[Natural-language object grounding data]
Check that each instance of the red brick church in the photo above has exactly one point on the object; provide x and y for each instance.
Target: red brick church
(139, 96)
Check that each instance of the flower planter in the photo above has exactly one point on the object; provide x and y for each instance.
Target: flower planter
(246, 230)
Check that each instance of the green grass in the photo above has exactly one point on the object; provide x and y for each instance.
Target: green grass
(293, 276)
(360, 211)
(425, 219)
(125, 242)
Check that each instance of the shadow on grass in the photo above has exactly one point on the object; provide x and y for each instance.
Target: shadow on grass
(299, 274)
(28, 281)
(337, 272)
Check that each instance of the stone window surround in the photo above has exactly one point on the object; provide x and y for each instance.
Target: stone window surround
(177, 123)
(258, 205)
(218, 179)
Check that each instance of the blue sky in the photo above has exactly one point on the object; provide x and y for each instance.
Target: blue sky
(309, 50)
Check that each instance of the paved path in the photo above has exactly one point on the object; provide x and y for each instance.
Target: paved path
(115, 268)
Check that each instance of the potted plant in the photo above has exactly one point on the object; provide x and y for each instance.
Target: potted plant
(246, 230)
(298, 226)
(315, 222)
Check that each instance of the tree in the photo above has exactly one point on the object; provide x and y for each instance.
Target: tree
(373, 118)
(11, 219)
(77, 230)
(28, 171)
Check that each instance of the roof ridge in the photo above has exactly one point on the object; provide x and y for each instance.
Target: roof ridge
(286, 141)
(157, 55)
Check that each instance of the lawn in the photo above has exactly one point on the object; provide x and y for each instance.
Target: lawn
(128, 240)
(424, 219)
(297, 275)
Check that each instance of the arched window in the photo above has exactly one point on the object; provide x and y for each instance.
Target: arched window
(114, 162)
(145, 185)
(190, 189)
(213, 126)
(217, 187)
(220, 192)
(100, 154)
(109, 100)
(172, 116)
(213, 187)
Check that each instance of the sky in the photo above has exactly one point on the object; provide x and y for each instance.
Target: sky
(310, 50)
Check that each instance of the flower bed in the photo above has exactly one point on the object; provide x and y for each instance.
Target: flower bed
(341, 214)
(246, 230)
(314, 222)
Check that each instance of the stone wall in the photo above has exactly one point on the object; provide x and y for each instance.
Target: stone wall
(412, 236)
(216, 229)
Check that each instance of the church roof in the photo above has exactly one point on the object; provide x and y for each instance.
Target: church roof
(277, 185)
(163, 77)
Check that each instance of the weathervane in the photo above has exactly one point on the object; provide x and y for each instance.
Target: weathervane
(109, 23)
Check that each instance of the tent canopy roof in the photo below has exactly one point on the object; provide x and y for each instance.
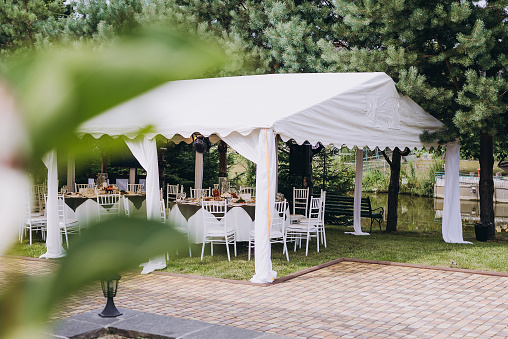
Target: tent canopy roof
(352, 109)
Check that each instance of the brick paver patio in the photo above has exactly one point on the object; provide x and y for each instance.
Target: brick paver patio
(347, 299)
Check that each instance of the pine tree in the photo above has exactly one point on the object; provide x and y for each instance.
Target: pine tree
(21, 21)
(449, 56)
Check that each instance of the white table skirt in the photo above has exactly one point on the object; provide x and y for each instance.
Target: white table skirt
(88, 211)
(236, 217)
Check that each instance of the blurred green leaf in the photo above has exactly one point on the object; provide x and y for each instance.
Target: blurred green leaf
(112, 246)
(62, 88)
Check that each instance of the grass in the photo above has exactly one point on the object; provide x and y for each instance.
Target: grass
(424, 248)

Problem to work on
Beginning at the line containing "Check that each instance of the grass", repeat each line exactly through the last line of the entries, and include no other lines.

Response
Check that each instance of the grass in the photo above has exactly one point on the object; provide x and y for each instance.
Target: grass
(424, 248)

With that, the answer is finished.